=== WHAT IS ASKED ===
Output, word for word, the stretch of the comment on state and federal government that starts at the words "Rather OT, but" and stops after "taken for granted.".

=== PROVIDED TEXT ===

┄┄┄┄┄┄┄┄┄┄

Rather OT, but I have a major problem with this line. The population of the
U.S. around the writing of the constitution was ~3 million; if it was a state
today, it would be one of the smaller ones. In many cases, states are not in
any better a position to decide these issues than the federal government. (And
with things like SOPA, per-state regulation would naturally be disastrous.) I
think at this point, very few things can be well decided at the state level;
thus, either the national gov't is needed to keep states from stepping on each
others' toes (tax law and internet taxes), or the national gov't is needed to
keep states from stepping on the rights of citizens of that state - which they
are just as capable of doing as the national gov't was when the idea of state
sovereignty was taken for granted.

tl;dr: states are as capable of screwing things up as the national gov't, and
tend to be less transparent about it.

┄┄┄┄┄┄┄┄┄┄

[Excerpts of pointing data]
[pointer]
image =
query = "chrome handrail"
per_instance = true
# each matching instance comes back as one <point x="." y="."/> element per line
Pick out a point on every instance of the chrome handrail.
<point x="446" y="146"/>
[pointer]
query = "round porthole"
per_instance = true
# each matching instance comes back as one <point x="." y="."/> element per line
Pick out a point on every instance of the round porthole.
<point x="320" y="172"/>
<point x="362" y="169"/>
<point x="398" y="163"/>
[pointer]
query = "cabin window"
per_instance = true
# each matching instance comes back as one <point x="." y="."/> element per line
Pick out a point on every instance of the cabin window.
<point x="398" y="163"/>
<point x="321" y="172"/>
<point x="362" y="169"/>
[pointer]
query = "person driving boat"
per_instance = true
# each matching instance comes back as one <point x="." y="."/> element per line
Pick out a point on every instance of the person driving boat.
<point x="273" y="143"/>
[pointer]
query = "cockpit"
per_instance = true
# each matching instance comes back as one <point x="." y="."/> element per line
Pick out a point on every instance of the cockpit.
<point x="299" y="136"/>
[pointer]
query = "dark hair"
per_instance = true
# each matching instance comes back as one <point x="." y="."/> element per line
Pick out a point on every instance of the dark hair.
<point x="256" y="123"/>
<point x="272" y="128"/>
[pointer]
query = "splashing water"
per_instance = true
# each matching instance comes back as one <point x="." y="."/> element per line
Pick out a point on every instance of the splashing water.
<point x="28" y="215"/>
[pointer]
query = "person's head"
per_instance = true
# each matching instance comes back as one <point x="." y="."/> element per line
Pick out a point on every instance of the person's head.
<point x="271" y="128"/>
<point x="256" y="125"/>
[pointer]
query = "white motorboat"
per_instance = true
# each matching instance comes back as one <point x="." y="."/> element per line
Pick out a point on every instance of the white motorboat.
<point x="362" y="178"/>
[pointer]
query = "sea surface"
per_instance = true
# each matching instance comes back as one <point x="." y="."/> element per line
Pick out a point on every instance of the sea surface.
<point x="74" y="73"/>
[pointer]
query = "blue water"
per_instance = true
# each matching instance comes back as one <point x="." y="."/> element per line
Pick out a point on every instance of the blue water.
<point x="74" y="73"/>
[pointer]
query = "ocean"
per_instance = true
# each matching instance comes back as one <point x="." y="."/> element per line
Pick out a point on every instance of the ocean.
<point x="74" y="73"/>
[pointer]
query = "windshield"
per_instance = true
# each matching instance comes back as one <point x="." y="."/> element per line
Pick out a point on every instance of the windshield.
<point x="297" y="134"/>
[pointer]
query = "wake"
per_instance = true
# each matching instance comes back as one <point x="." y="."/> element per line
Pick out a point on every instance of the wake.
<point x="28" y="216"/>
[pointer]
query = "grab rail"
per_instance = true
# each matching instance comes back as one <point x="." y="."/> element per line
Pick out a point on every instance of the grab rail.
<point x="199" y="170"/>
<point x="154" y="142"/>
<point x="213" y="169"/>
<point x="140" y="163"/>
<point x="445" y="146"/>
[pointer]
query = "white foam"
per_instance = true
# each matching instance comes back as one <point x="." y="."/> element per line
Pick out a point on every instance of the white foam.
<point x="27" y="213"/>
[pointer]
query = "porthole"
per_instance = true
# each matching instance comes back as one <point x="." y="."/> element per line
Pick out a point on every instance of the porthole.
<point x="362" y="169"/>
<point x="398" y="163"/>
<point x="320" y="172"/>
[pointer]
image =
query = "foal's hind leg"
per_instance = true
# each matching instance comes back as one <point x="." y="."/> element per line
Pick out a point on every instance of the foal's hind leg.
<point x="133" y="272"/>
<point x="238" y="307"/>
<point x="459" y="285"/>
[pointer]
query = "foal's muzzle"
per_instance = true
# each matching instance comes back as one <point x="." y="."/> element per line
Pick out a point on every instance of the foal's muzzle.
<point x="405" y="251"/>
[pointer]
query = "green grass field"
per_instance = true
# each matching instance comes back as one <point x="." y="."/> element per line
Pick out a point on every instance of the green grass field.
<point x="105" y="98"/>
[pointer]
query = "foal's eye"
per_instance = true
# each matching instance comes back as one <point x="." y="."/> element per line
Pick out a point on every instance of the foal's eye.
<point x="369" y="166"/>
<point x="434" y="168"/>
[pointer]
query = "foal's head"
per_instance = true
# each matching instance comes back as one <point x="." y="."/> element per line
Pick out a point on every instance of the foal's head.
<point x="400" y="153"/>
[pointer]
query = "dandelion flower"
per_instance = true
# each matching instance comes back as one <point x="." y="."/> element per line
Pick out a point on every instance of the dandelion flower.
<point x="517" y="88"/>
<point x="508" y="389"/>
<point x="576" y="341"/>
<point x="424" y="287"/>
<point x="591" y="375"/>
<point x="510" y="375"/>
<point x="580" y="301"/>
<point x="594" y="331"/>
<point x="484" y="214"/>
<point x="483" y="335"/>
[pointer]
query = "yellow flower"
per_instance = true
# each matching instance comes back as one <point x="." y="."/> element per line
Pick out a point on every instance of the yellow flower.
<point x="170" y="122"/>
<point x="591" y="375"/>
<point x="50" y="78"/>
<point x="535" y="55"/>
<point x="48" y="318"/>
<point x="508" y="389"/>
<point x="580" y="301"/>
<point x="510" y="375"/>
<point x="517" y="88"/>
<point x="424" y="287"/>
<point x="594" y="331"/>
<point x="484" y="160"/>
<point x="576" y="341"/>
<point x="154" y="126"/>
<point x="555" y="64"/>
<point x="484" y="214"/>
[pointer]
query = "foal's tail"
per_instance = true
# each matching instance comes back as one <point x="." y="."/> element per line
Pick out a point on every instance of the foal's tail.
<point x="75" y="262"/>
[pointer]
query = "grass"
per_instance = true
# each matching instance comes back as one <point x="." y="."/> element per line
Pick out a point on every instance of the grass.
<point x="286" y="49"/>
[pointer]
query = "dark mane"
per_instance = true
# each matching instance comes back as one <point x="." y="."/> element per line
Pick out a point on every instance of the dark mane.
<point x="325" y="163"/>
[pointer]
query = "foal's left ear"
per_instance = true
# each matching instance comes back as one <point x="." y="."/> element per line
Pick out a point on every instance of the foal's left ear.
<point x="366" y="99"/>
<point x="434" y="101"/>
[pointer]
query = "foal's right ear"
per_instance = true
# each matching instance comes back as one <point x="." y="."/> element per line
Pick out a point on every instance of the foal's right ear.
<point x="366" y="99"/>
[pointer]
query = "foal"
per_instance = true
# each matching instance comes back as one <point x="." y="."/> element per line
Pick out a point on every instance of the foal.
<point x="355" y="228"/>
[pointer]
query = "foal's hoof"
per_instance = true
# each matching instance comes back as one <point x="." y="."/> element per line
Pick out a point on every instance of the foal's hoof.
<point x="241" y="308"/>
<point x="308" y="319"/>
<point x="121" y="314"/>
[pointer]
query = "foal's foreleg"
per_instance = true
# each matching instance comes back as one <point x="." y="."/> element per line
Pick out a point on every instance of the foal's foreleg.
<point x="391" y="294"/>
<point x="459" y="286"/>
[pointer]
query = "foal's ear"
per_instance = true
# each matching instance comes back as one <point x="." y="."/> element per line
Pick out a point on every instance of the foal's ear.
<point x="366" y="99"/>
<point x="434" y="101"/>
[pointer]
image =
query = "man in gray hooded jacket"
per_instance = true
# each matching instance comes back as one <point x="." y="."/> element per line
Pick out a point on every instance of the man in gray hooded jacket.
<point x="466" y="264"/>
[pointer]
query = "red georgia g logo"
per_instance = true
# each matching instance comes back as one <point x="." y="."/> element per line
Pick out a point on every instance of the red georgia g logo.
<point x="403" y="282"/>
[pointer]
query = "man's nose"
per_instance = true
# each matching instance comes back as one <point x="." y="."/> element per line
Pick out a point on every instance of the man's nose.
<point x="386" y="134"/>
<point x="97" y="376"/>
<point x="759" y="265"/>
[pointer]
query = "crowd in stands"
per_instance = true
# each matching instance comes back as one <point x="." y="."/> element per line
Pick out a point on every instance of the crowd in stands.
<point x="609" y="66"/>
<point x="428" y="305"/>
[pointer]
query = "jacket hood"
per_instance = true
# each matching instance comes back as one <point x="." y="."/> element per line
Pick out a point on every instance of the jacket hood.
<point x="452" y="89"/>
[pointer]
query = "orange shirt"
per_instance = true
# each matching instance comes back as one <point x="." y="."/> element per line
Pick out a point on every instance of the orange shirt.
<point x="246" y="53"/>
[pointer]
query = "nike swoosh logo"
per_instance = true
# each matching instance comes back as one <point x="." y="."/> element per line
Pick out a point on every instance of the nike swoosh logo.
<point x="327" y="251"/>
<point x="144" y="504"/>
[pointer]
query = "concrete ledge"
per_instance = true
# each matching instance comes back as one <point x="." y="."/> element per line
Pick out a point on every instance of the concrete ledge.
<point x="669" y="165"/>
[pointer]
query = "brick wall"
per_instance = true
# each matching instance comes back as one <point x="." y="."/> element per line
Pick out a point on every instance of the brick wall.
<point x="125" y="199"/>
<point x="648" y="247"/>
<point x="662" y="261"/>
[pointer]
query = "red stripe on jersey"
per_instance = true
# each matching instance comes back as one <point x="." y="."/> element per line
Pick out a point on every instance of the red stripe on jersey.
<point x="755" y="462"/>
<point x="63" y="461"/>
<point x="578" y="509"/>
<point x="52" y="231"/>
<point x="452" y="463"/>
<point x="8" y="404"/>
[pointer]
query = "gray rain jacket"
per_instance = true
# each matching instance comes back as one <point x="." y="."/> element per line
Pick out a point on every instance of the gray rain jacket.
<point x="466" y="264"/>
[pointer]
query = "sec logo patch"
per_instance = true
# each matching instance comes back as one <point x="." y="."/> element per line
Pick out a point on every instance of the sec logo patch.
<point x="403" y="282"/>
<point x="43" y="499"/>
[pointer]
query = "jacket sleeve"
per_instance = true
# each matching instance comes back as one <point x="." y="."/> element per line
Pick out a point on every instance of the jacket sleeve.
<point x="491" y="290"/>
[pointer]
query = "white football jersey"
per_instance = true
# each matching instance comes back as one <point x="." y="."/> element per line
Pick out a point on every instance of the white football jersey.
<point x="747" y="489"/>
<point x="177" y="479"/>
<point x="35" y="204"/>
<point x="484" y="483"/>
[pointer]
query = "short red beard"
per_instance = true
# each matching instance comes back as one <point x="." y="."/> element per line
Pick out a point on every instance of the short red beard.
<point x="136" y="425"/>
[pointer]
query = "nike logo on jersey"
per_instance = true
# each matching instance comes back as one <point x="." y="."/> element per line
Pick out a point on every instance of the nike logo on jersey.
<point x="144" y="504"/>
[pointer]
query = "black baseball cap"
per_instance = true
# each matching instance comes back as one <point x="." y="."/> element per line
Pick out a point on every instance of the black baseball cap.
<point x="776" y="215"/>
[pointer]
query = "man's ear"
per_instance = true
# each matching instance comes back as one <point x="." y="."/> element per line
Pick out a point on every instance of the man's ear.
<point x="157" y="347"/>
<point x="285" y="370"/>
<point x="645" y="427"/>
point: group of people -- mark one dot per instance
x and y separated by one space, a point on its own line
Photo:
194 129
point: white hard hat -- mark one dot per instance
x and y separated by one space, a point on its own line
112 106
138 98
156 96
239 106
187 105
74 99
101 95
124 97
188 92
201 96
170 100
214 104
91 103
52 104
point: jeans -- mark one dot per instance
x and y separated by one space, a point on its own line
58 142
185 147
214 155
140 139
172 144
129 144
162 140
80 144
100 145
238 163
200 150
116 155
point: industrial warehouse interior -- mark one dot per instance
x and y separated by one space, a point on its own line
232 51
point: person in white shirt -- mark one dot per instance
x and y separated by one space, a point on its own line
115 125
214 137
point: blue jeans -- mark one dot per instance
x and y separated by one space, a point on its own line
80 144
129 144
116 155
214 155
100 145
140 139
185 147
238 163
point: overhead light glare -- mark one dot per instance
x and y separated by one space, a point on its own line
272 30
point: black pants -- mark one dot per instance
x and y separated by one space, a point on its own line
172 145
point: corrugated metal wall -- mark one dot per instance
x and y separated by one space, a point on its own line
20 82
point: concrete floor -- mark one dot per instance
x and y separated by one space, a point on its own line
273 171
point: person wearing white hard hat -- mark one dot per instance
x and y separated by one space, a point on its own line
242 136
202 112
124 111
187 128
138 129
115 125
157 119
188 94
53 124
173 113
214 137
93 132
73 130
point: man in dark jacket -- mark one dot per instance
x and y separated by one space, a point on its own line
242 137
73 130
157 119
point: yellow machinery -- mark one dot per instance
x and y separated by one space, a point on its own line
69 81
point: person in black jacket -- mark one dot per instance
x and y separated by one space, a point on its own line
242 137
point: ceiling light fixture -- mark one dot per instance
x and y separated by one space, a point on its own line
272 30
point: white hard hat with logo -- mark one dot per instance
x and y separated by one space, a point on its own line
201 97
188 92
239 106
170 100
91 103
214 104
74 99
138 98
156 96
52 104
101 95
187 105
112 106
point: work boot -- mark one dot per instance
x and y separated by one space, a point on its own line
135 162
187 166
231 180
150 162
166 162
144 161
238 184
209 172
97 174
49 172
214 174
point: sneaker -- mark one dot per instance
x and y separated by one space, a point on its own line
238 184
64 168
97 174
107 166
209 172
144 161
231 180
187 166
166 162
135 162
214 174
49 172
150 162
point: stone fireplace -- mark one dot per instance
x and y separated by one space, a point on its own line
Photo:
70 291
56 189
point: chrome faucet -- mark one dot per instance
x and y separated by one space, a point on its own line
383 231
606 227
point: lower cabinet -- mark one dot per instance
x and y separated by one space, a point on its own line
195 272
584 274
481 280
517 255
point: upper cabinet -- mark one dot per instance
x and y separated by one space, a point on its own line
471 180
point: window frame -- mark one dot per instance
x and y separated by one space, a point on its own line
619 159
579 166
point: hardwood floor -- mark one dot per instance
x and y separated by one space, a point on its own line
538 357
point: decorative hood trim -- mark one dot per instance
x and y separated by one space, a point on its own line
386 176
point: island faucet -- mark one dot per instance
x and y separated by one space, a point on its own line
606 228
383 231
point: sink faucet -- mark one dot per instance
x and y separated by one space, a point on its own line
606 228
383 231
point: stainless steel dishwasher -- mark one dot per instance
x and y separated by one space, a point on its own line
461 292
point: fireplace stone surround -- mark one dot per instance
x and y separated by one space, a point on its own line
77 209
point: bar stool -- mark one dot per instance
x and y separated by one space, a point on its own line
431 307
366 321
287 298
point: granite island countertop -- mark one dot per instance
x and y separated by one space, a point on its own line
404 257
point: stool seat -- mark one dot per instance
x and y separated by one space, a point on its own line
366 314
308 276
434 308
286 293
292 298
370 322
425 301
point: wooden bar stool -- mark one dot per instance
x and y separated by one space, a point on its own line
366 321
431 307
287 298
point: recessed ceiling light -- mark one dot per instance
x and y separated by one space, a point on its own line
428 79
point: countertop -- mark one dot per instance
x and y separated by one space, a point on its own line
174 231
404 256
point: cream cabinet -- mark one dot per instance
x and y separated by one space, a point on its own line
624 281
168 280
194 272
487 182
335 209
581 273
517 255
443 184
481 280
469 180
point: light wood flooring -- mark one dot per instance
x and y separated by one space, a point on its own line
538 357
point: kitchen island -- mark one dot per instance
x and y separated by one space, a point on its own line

┄┄┄┄┄┄┄┄┄┄

=== REPLY TO THE TASK ===
Rather OT, but I have a major problem with this line. The population of the
U.S. around the writing of the constitution was ~3 million; if it was a state
today, it would be one of the smaller ones. In many cases, states are not in
any better a position to decide these issues than the federal government. (And
with things like SOPA, per-state regulation would naturally be disastrous.) I
think at this point, very few things can be well decided at the state level;
thus, either the national gov't is needed to keep states from stepping on each
others' toes (tax law and internet taxes), or the national gov't is needed to
keep states from stepping on the rights of citizens of that state - which they
are just as capable of doing as the national gov't was when the idea of state
sovereignty was taken for granted.